Task
Transcribe all the entries word for word, skipping the pictures.
══════════
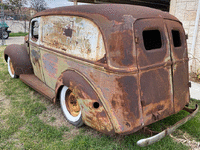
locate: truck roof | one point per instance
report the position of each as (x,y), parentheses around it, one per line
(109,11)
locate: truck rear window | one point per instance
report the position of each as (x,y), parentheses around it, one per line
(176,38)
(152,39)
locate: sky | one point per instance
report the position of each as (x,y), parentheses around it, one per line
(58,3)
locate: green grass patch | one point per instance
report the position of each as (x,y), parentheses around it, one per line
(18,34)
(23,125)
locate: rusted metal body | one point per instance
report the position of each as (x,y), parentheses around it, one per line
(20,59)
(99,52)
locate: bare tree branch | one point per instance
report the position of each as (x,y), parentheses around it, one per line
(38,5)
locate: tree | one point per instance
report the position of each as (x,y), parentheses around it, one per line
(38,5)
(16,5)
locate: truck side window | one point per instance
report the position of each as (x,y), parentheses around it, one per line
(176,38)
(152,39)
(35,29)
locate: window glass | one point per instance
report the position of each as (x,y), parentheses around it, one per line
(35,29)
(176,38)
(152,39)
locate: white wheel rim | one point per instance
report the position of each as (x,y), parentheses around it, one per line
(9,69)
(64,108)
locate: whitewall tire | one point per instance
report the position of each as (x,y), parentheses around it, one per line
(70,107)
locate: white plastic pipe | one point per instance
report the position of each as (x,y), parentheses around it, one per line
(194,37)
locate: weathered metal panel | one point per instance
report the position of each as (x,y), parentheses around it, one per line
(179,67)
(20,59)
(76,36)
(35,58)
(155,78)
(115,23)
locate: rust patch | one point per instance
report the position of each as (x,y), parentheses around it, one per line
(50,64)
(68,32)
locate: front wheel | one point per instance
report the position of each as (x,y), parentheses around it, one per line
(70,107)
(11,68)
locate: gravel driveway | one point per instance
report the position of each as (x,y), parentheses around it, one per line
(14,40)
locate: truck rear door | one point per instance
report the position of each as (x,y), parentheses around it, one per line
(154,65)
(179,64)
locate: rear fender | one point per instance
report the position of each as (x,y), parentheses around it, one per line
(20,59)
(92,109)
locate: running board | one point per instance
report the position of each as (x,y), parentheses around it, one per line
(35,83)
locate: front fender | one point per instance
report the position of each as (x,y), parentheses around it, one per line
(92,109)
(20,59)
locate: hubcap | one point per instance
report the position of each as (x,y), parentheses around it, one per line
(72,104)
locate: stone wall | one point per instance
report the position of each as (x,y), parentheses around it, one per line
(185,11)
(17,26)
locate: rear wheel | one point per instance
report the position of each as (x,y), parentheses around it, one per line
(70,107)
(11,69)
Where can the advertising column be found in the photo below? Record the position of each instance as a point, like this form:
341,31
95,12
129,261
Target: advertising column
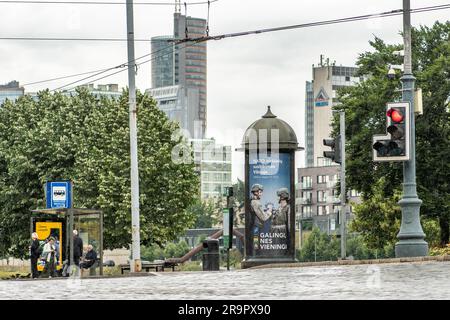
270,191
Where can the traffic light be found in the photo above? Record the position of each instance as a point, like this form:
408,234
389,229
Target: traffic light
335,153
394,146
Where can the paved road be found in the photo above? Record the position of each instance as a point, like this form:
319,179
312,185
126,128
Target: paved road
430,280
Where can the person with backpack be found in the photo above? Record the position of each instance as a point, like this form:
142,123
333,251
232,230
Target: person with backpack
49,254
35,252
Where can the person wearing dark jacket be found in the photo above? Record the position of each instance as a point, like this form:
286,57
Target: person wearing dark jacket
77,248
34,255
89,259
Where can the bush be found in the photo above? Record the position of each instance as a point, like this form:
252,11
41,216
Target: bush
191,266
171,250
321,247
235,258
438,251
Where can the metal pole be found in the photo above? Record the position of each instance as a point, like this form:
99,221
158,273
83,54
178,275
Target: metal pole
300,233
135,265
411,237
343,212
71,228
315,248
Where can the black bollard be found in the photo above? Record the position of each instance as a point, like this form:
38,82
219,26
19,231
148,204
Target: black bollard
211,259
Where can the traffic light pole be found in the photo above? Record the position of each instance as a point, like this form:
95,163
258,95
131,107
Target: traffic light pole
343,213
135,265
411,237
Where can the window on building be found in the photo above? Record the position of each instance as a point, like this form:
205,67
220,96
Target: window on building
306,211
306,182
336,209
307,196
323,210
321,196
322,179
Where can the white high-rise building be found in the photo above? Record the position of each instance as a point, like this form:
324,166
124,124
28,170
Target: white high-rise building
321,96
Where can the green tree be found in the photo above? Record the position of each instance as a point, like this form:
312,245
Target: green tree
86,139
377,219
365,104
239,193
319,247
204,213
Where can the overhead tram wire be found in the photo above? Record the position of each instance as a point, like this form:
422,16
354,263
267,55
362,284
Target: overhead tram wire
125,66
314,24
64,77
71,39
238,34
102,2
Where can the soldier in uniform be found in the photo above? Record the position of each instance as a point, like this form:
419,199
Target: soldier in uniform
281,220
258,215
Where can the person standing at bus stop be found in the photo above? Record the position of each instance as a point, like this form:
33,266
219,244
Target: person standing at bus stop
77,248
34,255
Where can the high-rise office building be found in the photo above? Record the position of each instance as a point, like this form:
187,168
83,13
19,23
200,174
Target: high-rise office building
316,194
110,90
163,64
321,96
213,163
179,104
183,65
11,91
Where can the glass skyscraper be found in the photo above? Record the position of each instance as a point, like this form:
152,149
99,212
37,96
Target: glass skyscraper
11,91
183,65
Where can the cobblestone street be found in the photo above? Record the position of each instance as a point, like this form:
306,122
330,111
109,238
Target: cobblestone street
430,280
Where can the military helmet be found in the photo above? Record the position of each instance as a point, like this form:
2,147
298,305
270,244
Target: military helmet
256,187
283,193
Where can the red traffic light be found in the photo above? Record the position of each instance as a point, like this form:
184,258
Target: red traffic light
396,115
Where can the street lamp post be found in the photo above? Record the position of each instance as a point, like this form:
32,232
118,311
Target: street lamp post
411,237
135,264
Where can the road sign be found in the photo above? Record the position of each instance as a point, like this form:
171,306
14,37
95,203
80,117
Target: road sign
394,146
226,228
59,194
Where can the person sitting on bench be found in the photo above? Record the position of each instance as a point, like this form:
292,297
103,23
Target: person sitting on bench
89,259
══════════
Result of this task
locate: truck roof | one point per instance
report the position of each as (x,y), parentheses around it, one per line
(109,11)
locate: truck rear window | one point per instance
report the position of each as (x,y), parentheses around it, one per line
(176,38)
(152,39)
locate: sky | one point per instance
report the position of each as (x,y), parentheses around it, one per line
(58,3)
locate: green grass patch | one point per instance
report the position of each as (x,y), parentheses around it, one per line
(18,34)
(23,125)
locate: rusted metal body | one point per instance
report the position of each as (x,y), parentheses around it, one per line
(20,59)
(99,52)
locate: bare tree branch | one point per instance
report the position of each as (x,y), parentheses around it, one per line
(38,5)
locate: tree | one point per instance
report the position of each as (x,y), parentheses around it, one per line
(38,5)
(16,5)
locate: truck side window | one point per instance
report the position of each as (x,y), parentheses around it, one per line
(176,38)
(152,39)
(35,29)
locate: window glass | one point per instance
report the position of each as (x,y), parentheses around it, one per line
(35,29)
(176,38)
(152,39)
locate: white wheel rim | one point per instance
report the position of each as (x,y), parentheses around it, one per line
(9,69)
(64,108)
locate: whitewall tire | one point per instance
report the position of each as (x,y), parentheses around it, one per line
(70,107)
locate: white plastic pipe | one point per instance
report the position of each as (x,y), parentheses around it, one per line
(194,37)
locate: weathered metal panel | one point per instance
report the position of each as (x,y), parentheses around it, one per line
(179,67)
(20,59)
(76,36)
(35,58)
(155,78)
(115,23)
locate: rust patch | one point per instance
report the position of each as (x,y), parentheses around it, one per line
(50,64)
(68,32)
locate: front wheel | one point per instance
report the position of each as (x,y), parentheses around it, one per line
(70,107)
(11,68)
locate: gravel driveway | one point per instance
report the position of each as (x,y), parentheses around it, one per line
(14,40)
locate: truck rear door | one point per instance
report the position of each as (x,y), parentheses around it, one per line
(154,65)
(179,64)
locate: rear fender | one point per instance
report the position of each as (x,y), parentheses around it, one per line
(20,59)
(92,109)
locate: running board | one point per instance
report the position of each as (x,y), parentheses around it, one per line
(35,83)
locate: front fender | one point per instance
report the position of each as (x,y), parentheses around it, one per line
(92,109)
(20,59)
locate: hubcap | one point per instance
report the position of each as (x,y), parentheses around it, one per line
(72,104)
locate: stone wall | one point per instance
report the position of each as (x,y), parentheses around it, one per line
(185,11)
(17,26)
locate: rear wheel | one point per instance
report the position of each as (x,y), parentheses around it, one per line
(70,107)
(11,69)
Where can the advertising column be found in the photo below? Record the position of each instance as a point, like this form:
341,31
95,12
129,261
Target: advertising column
270,191
Where can the traffic light be found in the photo above? Record the position of each instance as a point, like this form:
408,234
389,229
Target: traffic light
335,153
394,146
Where can the paved road be found in the photo above? Record the position of each instance as a point, like this form:
319,179
312,185
126,128
Target: paved road
430,280
Where can the person with backpack be found in the photo above? Record the position of each instance as a point, like this form:
142,123
333,251
232,230
Target: person with backpack
49,254
35,252
Where can the person wearing dark jacket be found in the photo above? Record the position of each instance as a point, like this form:
286,57
Target: person wearing dark jacket
77,248
34,255
89,259
Where can the bush be found in the photo above? Record the position of each instance as a point, like this form:
252,11
41,216
Target: bush
191,266
171,250
321,247
235,258
438,251
Where can the metal pole be found in the photo above? Record the position of each instance as a point, like this form:
99,221
158,273
83,54
178,275
Target: metal pole
300,233
135,265
411,237
343,212
71,228
315,248
Where can the black bollard be found in the photo above? Record the position of each instance as a point, like this form:
38,82
219,26
19,231
148,204
Target: black bollard
211,259
Where can the traffic light pole be found in the photo above? Record the position of each instance as a point, like this form:
95,163
258,95
131,107
Target: traffic light pole
343,213
135,265
411,237
Where can the window on building be found in the photo above? Record the position of each instance as a point, like this form:
205,67
220,96
Target: window on building
306,211
306,182
336,209
307,196
323,210
321,196
322,179
Where can the white high-rise building be found in the photo above? Record the position of each instance as a point, like this form:
324,166
124,124
28,170
Target: white high-rise building
321,96
Where can the green tree be found in the photo above? Record the position of each instance as a point, like this form:
312,245
Target: green tree
86,139
377,219
365,104
239,193
319,247
204,213
Where can the overhead tram wire be found in the photo above? Record the position of each instance as a point, like this form:
422,16
354,263
267,55
362,284
Target: overhead tram wire
125,66
314,24
64,77
71,39
238,34
102,2
Where can the soldier in uniform be found in the photo above? Record the position of each instance as a point, like this form:
419,199
Target: soldier in uniform
281,220
258,215
Where can the person standing at bus stop be found in the photo above? Record the position of each instance as a point, like this form:
33,266
219,244
Target: person standing at bus stop
77,248
34,255
Where can the high-rise office building be found in the photo above? Record the position of each instance as a point, like this form:
187,168
83,13
19,23
200,174
Target: high-rise office building
316,194
110,90
163,64
321,96
213,163
179,104
183,65
11,91
Where can the glass skyscraper be found in the photo above? Record the position of each instance as a point, like this form:
152,149
99,212
37,96
Target: glass skyscraper
11,91
183,65
Where can the cobblestone street be found in the photo above? Record the position of each instance as a point, like this form:
306,122
330,111
109,238
Target: cobblestone street
430,280
Where can the military helmet be found in the photo above? Record the position of each instance as a point, like this form:
2,147
298,305
270,244
Target: military helmet
256,187
283,193
Where can the red traffic light be found in the photo above? Record the position of each instance as a point, like this form:
184,258
Target: red traffic light
396,115
Where can the street lamp post be found in the photo above? Record the position of each instance as a point, like this form:
32,232
118,311
Target: street lamp post
411,237
135,264
Where can the road sign be found in the photo above? Record the position of each instance as a point, like this form:
171,306
14,37
95,203
80,117
Target: road sign
394,146
226,228
59,194
Where can the person sitting on bench be found in the photo above? Record the position of each instance as a point, like this form:
292,297
103,23
Target: person sitting on bench
89,259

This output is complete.